Which properties does heat-setting impart to fibers, according to the article on heat setting of polyester?

+++ ARTICLE

Heat setting of polyester:

Heat-setting is a heat treatment by which shape retention, crease resistance, resilience and elasticity are imparted to the fibres. It also brings changes in strength, stretchability,  softness,  dyeability and sometimes on the colour of the material. All these changes are connected with the structural and chemical modifications occurring in the fibre.

Heat setting is the process applicable to fabrics made from synthetic fibres like nylon, polyester in which the fabric is subjected to the action of high temperature for a short time to make it dimensionally stable so that the garments made from such fabrics retain their shape on washing and ironing.

The main aim of heat setting process is ensure that fabric do not alter their dimensions during use.

This is process for the stabilisation of synthetic fibres so they do not shrink on heating.

Polyester shrinks -7% in boiling water and 20% at 220 degree C.

++++++
+++ LISTED RECORDS

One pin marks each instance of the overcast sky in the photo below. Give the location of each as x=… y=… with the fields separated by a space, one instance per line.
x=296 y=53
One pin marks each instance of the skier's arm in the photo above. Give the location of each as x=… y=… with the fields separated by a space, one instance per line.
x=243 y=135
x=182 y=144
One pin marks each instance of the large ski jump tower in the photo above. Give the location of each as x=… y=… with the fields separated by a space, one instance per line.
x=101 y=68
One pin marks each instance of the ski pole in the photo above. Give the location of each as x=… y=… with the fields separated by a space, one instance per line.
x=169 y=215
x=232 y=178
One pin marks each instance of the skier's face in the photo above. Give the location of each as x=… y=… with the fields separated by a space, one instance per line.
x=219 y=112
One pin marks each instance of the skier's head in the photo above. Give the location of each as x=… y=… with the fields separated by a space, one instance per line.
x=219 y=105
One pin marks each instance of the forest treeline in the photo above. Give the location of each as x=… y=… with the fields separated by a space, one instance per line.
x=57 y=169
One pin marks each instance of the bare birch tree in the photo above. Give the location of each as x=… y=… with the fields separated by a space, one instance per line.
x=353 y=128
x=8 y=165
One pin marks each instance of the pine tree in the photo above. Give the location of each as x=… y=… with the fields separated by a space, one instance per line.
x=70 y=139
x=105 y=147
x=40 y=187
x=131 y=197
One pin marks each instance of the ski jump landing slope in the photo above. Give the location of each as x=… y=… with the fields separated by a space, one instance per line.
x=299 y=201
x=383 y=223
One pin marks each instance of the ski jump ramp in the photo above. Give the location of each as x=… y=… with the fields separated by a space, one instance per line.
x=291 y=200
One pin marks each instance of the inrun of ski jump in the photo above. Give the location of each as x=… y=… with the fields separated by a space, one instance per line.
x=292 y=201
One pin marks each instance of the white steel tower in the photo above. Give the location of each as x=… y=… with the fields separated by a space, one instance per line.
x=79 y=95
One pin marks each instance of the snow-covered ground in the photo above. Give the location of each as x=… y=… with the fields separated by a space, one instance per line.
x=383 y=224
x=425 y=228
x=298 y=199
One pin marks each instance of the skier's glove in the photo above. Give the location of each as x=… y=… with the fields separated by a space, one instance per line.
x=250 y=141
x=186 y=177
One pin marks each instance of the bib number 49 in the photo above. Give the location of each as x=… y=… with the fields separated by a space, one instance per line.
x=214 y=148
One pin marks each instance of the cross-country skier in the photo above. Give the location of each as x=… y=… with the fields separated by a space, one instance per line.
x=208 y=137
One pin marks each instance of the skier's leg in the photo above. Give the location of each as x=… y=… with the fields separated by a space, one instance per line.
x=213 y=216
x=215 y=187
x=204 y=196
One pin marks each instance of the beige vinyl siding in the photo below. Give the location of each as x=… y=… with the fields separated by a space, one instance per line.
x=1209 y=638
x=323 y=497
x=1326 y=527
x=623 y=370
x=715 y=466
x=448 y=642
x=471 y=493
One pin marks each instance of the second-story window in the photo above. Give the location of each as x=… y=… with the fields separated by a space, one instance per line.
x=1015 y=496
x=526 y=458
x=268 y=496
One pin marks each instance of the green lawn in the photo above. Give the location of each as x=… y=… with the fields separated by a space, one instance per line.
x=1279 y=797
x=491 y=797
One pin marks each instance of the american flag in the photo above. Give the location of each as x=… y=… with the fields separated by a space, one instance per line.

++++++

REPLY: Shape retention, crease resistance, resilience and elasticity.